→ **Exercise requirements**
Copy out the items word for word from their start through the line containing "box: [218, 113, 264, 143]", including both ends, and leave the pictures out of your answer.

→ **Material to process**

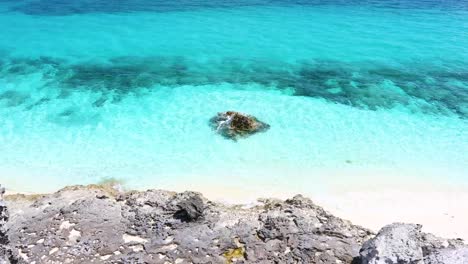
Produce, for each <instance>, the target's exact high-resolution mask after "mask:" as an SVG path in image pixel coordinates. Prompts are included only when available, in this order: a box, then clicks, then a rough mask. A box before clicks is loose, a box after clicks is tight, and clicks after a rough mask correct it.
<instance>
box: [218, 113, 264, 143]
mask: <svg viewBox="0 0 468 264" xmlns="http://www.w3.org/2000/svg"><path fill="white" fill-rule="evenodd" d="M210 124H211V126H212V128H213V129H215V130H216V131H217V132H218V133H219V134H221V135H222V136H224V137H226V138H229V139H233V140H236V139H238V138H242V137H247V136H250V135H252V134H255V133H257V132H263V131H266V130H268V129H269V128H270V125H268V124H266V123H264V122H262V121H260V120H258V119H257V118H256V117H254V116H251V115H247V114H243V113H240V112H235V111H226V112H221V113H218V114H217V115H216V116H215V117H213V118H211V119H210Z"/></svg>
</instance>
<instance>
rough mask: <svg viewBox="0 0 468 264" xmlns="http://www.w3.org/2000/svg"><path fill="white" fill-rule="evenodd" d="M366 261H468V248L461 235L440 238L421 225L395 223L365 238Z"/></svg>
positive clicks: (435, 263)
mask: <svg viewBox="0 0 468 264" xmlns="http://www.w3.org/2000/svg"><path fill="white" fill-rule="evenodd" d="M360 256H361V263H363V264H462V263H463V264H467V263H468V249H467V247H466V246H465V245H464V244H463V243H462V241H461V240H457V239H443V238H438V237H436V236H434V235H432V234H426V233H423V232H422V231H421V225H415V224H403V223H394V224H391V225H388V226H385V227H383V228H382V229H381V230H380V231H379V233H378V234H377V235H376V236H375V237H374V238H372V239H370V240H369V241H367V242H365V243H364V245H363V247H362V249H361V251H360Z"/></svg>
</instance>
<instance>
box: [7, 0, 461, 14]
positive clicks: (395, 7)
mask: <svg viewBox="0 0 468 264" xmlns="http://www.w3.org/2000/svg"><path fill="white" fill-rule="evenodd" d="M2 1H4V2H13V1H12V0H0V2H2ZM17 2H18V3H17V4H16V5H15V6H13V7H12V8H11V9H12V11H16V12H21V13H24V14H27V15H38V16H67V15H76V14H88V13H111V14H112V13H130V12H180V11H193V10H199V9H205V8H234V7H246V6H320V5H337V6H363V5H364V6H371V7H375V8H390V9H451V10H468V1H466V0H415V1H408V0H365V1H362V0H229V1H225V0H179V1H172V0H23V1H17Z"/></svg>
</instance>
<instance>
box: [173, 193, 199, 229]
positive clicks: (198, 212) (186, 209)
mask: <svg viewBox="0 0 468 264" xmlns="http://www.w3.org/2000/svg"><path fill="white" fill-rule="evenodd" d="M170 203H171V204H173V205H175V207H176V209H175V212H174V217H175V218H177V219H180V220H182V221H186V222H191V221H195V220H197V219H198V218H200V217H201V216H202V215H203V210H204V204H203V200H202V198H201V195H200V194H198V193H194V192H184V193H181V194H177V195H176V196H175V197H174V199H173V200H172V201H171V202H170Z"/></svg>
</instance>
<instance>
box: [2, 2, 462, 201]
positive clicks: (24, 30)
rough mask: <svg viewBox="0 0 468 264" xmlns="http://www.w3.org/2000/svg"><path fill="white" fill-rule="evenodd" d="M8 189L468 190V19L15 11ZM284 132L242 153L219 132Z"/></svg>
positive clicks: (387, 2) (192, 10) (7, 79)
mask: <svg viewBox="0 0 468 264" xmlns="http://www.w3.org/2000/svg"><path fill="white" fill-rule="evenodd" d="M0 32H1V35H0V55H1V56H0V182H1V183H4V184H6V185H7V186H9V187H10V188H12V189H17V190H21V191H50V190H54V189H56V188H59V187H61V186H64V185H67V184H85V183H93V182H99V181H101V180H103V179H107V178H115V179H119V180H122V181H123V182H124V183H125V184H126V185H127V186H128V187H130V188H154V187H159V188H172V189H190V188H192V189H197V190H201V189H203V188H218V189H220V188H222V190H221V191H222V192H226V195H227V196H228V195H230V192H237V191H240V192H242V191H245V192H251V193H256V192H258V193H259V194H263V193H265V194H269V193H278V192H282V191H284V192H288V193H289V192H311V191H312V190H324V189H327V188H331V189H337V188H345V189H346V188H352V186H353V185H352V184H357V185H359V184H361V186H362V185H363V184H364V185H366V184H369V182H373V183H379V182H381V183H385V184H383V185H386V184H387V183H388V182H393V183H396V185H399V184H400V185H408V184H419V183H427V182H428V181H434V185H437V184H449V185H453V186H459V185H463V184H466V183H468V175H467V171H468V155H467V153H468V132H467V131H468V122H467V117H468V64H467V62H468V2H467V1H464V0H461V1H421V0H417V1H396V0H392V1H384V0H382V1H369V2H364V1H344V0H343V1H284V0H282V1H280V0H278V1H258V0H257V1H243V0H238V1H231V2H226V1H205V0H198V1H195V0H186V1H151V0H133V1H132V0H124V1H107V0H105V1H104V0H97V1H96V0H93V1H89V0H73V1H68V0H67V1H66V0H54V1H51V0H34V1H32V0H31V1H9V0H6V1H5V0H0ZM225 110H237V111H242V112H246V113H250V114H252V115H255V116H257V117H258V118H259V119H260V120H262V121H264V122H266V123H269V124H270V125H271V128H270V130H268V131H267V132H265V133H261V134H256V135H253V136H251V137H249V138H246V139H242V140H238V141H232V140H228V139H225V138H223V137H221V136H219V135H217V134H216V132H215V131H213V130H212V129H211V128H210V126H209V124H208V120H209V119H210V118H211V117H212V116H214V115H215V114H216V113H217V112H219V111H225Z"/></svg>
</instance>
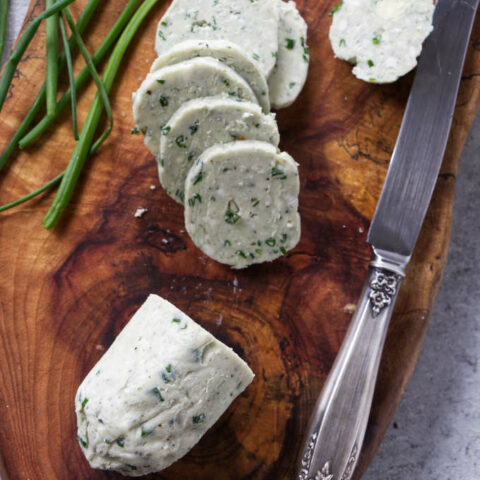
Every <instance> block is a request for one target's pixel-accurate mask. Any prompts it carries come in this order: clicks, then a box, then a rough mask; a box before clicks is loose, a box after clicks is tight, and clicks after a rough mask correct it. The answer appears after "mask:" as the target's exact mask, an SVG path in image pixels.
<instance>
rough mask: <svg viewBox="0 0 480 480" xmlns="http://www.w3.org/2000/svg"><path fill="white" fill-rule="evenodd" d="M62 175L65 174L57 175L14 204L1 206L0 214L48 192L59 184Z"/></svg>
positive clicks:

→ **Reply**
Produce, for each <instance>, the target's exact high-resolution mask after "mask:" as an SVG path in image pixel coordinates. Prompts are included only when available, in this order: a box, then clicks, then a rough mask. A box before clicks is loose, a box after clicks is tight, and clicks after a rough mask correct it.
<instance>
box: [218, 113, 264, 143]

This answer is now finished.